▶ [Source excerpt]
↓
The Golden Lion winner at last year’s Venice Film Festival, this is a controversial and intense drama about a tough, brutal loan shark redeemed by the unqualified love of a woman claiming to be his long-lost mother. Violent and provocative, Pieta is nothing if not extreme, a movie reveling in almost absurdist dichotomies of good and evil. But if you can stomach the challenging first hour, the pay off tells us something unexpectedly poetic and moving about the relative value of money and compassion in today’s capitalist society.
"A master provocateur playing out his own neuroses and obsessions on the big screen…Like Lars Von Trier, his films don’t always work. But when they do … well, when they do Kim is capable of creating work that disturbs and troubles and finds beauty in unexpected places. This is one of those films." Todd Brown, Twitch
"The worst major festival winner since the Palme d’Or for Amour." Christoph Huber, Cinema Scope
A respected veteran journalist and an attractive young student wind up locked in a bathroom, naked, with only one towel between them, in David Trueba’s witty, sensual, movie. What can they do, but talk?
"Madrid, 1987 operates on a dizzying number of levels — as a romantic comedy, a sex farce, a study of culture clash, ageism and idealism — and the highest compliment you can give this ridiculously talky movie (which plays better if you speak Spanish) is that you’re a little sad to see the characters go on their way once they part, probably forever." Rene Rodriguez, Miami Herald
"Combines the smart-talk microcosm of My Dinner With Andre and the sexual dynamics of a Philip Roth novel." John DeFore, Hollywood Reporter
By turns moving and funny, Ignacio Ferreras’ animated tale of two elderly men who become friends at a care facility for the aged is based on Paco Roca’s multiple award-winning graphic novel of the same name. Combining an honestly come by poignancy with bursts of caustic humour, this is an extraordinarily involving work for adults that earns it laughs even as it generates a profound sympathy for the unforgettable Emilio and Miguel.
"It’s funny, it’s sad, it’s sweet, it’s heartbreaking. It’s brilliant."
Peter Bradshaw, The Guardian
"One of the most accomplished Spanish films, from any genre, of recent years." Neil Young, The Hollywood Reporter
"Wrinkles, an exceptional comic book, an outstanding film"
Gregorio Belinchón, El Pais
Argentina, Spain, Brazil
The 12-year-old son of political dissidents fighting the brutal military junta in 1970s Argentina, Juan goes to school under an assumed name and gets his first crush on a girl. But when his parents suddenly need to pack up and run his life is changed forever.
↑
▶ [Dataset listing]
↓
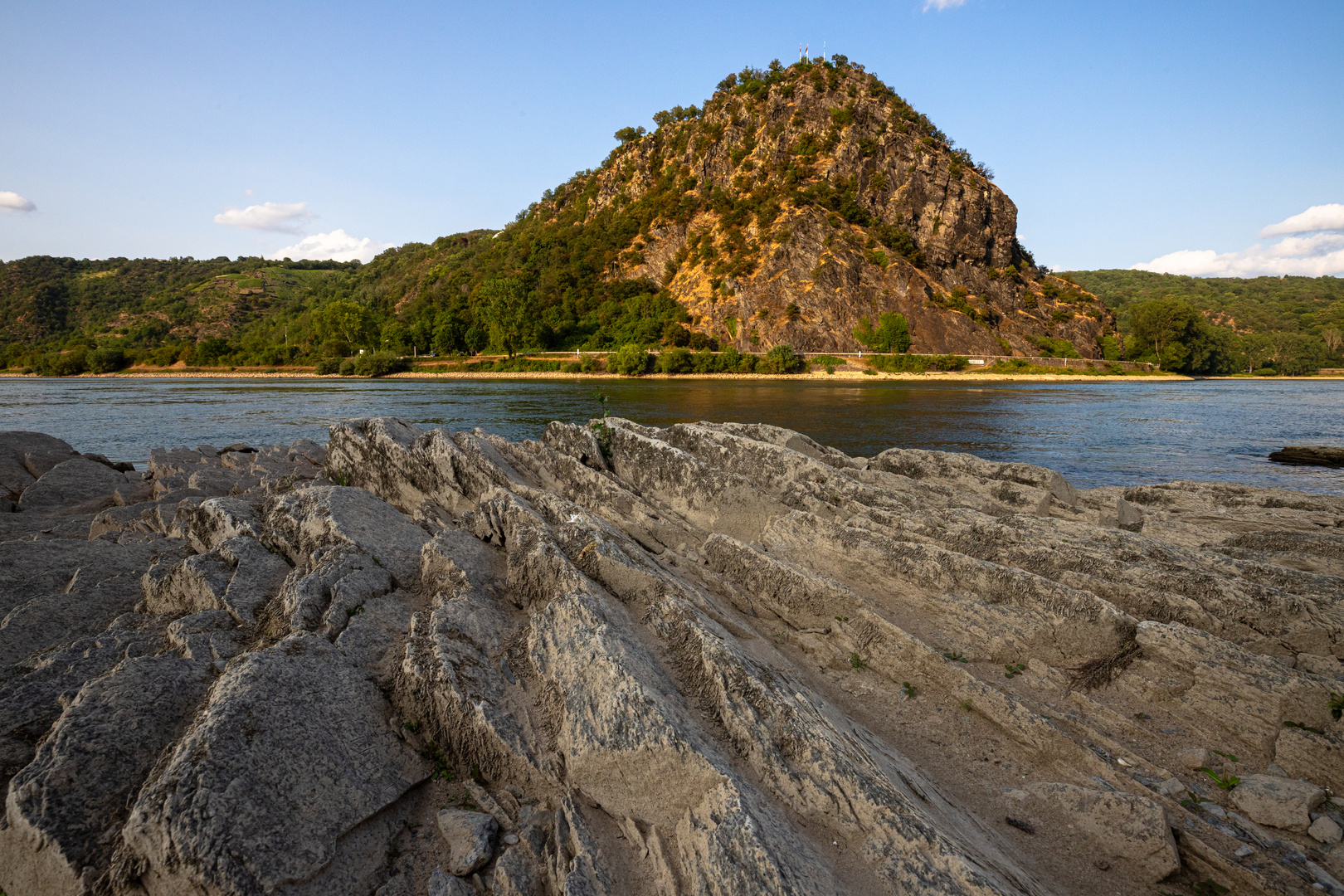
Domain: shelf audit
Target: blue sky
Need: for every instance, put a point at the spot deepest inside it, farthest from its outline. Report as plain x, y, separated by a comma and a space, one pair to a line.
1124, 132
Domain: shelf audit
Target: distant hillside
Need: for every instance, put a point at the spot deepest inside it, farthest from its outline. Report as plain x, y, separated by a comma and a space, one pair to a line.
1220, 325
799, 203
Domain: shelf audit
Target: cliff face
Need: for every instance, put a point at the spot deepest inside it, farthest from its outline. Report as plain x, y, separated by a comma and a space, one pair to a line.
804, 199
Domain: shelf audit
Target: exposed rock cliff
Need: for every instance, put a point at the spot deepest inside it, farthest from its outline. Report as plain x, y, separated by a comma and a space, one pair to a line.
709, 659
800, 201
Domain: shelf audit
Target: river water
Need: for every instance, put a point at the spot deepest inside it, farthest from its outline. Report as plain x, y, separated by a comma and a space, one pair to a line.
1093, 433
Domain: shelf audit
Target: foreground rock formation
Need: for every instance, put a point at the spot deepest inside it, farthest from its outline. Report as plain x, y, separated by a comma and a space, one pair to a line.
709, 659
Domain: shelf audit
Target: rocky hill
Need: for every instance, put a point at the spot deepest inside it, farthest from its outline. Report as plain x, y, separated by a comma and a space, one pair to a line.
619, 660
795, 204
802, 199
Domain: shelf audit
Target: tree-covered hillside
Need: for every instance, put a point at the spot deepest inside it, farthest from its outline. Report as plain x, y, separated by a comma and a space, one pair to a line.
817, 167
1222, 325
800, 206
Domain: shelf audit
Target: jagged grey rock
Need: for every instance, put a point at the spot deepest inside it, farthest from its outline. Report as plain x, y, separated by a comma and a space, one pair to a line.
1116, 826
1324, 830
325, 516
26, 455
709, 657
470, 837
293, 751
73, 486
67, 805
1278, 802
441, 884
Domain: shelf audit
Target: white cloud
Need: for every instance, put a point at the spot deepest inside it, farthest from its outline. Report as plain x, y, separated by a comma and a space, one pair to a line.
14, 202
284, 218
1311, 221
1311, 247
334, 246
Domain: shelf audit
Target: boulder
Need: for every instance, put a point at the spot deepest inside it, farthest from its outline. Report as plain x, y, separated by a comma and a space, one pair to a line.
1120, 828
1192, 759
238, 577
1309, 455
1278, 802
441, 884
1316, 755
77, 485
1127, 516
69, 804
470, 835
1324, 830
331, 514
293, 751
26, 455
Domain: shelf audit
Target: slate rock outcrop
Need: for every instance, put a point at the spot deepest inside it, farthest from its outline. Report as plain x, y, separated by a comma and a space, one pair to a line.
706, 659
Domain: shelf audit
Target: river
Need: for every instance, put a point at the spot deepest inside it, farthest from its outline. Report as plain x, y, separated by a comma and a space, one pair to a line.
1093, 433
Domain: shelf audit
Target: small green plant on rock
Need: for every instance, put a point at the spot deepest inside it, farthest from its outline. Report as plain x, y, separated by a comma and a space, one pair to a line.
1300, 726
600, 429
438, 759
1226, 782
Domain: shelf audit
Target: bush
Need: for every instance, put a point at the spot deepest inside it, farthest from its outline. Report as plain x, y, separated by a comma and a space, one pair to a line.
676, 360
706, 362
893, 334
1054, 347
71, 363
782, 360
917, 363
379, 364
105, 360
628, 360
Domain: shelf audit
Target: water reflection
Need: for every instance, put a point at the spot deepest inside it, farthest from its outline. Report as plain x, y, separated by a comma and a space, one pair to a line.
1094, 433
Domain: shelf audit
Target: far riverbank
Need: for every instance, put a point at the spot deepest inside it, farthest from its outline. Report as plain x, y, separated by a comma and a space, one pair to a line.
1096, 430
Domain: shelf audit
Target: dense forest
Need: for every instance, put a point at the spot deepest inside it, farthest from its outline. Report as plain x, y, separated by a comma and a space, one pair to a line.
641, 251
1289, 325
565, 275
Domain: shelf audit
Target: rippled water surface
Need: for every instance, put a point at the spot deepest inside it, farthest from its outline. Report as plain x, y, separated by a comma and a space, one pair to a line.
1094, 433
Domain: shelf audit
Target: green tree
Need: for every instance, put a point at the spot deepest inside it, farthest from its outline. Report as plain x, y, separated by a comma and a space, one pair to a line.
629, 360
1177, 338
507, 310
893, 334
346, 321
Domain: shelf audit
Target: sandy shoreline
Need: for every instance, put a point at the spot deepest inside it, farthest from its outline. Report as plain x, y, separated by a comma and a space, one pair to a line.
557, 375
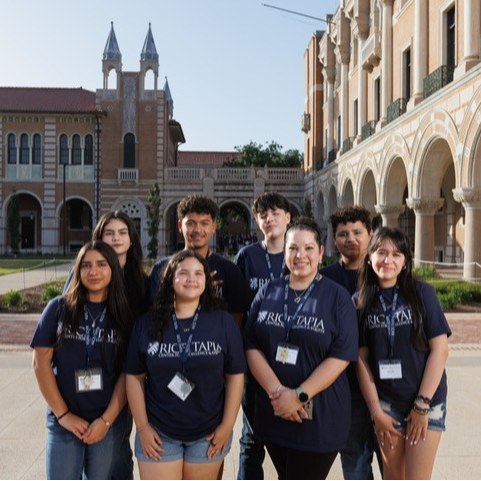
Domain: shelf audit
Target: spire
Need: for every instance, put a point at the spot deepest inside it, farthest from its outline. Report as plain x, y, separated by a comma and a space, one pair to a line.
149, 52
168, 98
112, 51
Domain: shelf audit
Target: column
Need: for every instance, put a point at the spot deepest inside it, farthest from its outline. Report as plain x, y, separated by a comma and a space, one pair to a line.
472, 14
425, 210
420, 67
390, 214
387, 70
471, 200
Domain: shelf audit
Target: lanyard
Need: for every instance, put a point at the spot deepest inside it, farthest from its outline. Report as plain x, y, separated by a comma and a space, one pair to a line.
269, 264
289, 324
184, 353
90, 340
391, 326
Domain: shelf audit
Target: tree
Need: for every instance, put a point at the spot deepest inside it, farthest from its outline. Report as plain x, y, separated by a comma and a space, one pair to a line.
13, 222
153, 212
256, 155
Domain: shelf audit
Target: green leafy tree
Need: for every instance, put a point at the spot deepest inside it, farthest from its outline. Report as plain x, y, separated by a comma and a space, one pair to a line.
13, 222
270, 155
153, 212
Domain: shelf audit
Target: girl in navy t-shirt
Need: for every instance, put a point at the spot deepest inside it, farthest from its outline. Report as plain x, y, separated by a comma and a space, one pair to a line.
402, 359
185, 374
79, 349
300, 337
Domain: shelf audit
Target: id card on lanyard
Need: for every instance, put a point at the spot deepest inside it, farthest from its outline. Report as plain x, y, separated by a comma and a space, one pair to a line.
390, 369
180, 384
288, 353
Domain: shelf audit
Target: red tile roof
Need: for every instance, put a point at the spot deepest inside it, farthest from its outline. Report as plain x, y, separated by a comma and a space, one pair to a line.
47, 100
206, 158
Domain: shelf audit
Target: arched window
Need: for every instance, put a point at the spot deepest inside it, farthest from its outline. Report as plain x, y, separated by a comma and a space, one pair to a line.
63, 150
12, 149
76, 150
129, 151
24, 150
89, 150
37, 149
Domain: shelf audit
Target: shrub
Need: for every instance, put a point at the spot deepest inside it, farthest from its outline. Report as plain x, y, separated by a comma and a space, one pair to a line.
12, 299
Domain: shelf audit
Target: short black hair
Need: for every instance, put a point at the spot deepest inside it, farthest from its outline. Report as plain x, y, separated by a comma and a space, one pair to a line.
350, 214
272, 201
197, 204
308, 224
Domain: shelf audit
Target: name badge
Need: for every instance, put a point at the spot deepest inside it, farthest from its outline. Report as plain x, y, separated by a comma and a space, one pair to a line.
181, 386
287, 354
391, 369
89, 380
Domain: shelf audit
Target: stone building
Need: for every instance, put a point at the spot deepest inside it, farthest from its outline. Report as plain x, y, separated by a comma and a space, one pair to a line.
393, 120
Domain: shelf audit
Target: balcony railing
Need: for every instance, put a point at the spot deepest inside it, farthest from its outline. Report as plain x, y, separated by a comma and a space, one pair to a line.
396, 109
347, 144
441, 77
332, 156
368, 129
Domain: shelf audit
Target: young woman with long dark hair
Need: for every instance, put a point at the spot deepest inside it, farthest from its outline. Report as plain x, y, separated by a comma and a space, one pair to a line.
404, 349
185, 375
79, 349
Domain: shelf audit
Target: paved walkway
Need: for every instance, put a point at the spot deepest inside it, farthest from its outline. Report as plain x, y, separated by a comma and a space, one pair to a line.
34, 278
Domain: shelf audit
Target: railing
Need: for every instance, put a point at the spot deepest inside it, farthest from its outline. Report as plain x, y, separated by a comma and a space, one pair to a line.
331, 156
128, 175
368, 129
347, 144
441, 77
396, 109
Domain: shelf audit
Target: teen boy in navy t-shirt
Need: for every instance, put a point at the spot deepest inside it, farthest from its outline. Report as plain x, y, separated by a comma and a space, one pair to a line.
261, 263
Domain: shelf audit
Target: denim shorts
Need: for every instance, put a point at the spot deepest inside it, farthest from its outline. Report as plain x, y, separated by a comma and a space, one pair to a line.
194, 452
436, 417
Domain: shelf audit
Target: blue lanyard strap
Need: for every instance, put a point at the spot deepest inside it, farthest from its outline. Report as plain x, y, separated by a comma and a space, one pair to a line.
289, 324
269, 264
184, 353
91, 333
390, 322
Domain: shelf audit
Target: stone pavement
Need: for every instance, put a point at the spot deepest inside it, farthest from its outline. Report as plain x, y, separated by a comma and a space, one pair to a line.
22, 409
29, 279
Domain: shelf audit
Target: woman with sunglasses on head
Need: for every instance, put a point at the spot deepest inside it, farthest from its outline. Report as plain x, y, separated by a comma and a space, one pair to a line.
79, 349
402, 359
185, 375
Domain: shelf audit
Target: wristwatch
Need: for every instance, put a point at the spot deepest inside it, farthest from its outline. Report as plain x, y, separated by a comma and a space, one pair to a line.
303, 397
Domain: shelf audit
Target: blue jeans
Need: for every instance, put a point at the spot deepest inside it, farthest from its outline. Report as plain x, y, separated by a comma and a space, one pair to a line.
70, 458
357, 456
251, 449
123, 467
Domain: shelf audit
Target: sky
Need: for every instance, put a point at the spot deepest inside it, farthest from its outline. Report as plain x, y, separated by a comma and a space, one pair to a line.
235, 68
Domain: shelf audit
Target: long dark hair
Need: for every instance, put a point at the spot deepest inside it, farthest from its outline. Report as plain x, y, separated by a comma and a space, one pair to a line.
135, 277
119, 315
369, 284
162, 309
↑
▶ [Given exercise 1]
Answer these from the film notes:
(a) What prize did Pieta win at last year's Venice Film Festival?
(b) Who made the movie about a journalist and a student locked in a bathroom?
(c) Whose graphic novel is the animated tale of two elderly men based on?
▶ [Given exercise 2] Repeat the part of the film notes starting at "Gregorio Belinchón, El" and ending at "is changed forever.".

▶ [Finished answer 1]
(a) The Golden Lion
(b) David Trueba
(c) Paco Roca's

▶ [Finished answer 2]
Gregorio Belinchón, El Pais
Argentina, Spain, Brazil
The 12-year-old son of political dissidents fighting the brutal military junta in 1970s Argentina, Juan goes to school under an assumed name and gets his first crush on a girl. But when his parents suddenly need to pack up and run his life is changed forever.